● Task description
Output the rows between the lines holding "Highlight the cracked" and "left=609, top=104, right=885, bottom=430", inclusive, as a two-column CSV with the header instruction,reply. Give one line per row, wrap each field in double quotes, and replace line breaks inside a field with spaces.

● Rows of bounding box annotation data
§

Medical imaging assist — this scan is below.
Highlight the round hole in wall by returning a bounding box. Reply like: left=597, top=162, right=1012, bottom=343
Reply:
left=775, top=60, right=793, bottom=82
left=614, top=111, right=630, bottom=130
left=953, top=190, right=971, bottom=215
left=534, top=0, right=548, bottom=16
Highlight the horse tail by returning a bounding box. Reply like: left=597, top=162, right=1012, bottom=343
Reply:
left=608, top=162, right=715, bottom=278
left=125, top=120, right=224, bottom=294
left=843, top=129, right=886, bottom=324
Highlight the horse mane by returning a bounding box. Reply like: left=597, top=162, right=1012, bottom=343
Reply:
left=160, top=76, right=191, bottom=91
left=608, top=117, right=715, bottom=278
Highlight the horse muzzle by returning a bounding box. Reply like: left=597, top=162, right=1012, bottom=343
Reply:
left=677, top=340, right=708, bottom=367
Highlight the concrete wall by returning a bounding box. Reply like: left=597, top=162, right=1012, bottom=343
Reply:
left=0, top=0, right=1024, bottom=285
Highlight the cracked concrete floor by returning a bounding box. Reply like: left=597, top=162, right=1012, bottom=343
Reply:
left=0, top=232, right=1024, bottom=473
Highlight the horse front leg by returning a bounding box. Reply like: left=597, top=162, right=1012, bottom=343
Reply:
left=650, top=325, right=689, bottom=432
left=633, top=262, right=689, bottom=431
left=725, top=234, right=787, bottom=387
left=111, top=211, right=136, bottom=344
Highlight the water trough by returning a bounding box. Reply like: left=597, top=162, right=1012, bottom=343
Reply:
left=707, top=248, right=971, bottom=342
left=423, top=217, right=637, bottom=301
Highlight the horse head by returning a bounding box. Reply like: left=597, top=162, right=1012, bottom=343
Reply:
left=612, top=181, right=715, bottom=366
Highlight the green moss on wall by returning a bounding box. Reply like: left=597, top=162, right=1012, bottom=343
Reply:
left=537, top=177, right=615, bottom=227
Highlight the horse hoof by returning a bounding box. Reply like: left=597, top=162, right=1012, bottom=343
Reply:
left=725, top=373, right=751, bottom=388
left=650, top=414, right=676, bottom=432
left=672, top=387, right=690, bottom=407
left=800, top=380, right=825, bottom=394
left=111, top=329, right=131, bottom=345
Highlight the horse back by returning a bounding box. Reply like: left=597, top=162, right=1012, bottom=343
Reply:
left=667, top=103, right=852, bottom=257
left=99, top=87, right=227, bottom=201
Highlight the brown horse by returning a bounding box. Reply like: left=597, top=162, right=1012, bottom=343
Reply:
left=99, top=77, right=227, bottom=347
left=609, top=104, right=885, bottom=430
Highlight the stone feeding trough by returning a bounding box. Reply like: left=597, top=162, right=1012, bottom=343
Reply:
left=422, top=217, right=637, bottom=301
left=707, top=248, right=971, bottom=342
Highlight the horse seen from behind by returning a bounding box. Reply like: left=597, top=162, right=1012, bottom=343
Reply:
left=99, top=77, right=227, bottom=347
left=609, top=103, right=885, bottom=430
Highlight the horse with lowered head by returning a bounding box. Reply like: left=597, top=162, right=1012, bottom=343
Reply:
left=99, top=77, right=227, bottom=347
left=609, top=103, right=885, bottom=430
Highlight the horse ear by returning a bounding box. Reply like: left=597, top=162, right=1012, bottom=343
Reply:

§

● Result of the task
instruction,reply
"Highlight the cracked concrete floor by returning a bounding box. Reply like: left=597, top=162, right=1012, bottom=343 Reply:","left=0, top=232, right=1024, bottom=473"
"Highlight the horse front leg by returning a bounding box. Reply like: left=597, top=162, right=1012, bottom=343 Reply:","left=650, top=325, right=689, bottom=432 left=633, top=262, right=689, bottom=431 left=725, top=234, right=787, bottom=387 left=111, top=211, right=136, bottom=344"
"Highlight the water trough by returning a bounding box. Reply like: left=597, top=162, right=1012, bottom=343 Reply:","left=707, top=248, right=971, bottom=342 left=423, top=217, right=637, bottom=301"
"Highlight the horse head by returning a bounding box. Reply like: left=597, top=162, right=1012, bottom=343 Reply:","left=612, top=181, right=715, bottom=366"
"Highlight the green moss on wall by returning a bounding box. Reply like: left=597, top=162, right=1012, bottom=343 Reply:","left=537, top=177, right=615, bottom=227"
"Highlight the horse hoof by returning a bounding box. Reply like: left=597, top=162, right=1012, bottom=343 Reply:","left=725, top=373, right=751, bottom=388 left=650, top=414, right=676, bottom=432 left=672, top=387, right=690, bottom=407 left=800, top=380, right=825, bottom=394 left=111, top=329, right=131, bottom=345"
"Highlight the horse back by returning a bounding box. Reply like: left=597, top=162, right=1012, bottom=343 Reply:","left=667, top=103, right=852, bottom=257 left=99, top=87, right=227, bottom=201"
"Highlight the brown horse by returning a bounding box. Reply like: left=597, top=162, right=1012, bottom=343 Reply:","left=99, top=77, right=227, bottom=347 left=609, top=104, right=885, bottom=430"